● **Assignment**
A verbatim copy of the listing is what is needed, minus any pictures.

────

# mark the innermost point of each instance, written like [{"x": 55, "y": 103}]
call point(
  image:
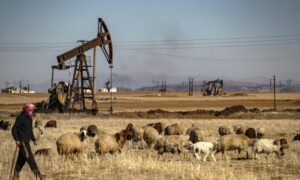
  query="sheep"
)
[
  {"x": 260, "y": 132},
  {"x": 196, "y": 136},
  {"x": 38, "y": 122},
  {"x": 72, "y": 143},
  {"x": 296, "y": 138},
  {"x": 207, "y": 148},
  {"x": 51, "y": 124},
  {"x": 43, "y": 151},
  {"x": 92, "y": 130},
  {"x": 150, "y": 136},
  {"x": 174, "y": 129},
  {"x": 241, "y": 130},
  {"x": 270, "y": 145},
  {"x": 108, "y": 143},
  {"x": 172, "y": 143},
  {"x": 224, "y": 130},
  {"x": 158, "y": 126},
  {"x": 38, "y": 131},
  {"x": 5, "y": 125},
  {"x": 251, "y": 133},
  {"x": 138, "y": 134},
  {"x": 233, "y": 142},
  {"x": 189, "y": 130}
]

────

● **Expected answer**
# mark the innermost point of each instance, written like [{"x": 55, "y": 103}]
call point(
  image:
  query="sheep"
)
[
  {"x": 260, "y": 132},
  {"x": 196, "y": 136},
  {"x": 38, "y": 122},
  {"x": 72, "y": 143},
  {"x": 296, "y": 138},
  {"x": 207, "y": 148},
  {"x": 51, "y": 124},
  {"x": 43, "y": 151},
  {"x": 92, "y": 130},
  {"x": 150, "y": 136},
  {"x": 174, "y": 129},
  {"x": 241, "y": 130},
  {"x": 270, "y": 145},
  {"x": 108, "y": 143},
  {"x": 172, "y": 143},
  {"x": 224, "y": 130},
  {"x": 158, "y": 126},
  {"x": 38, "y": 131},
  {"x": 5, "y": 125},
  {"x": 251, "y": 133},
  {"x": 138, "y": 134},
  {"x": 233, "y": 142},
  {"x": 189, "y": 130}
]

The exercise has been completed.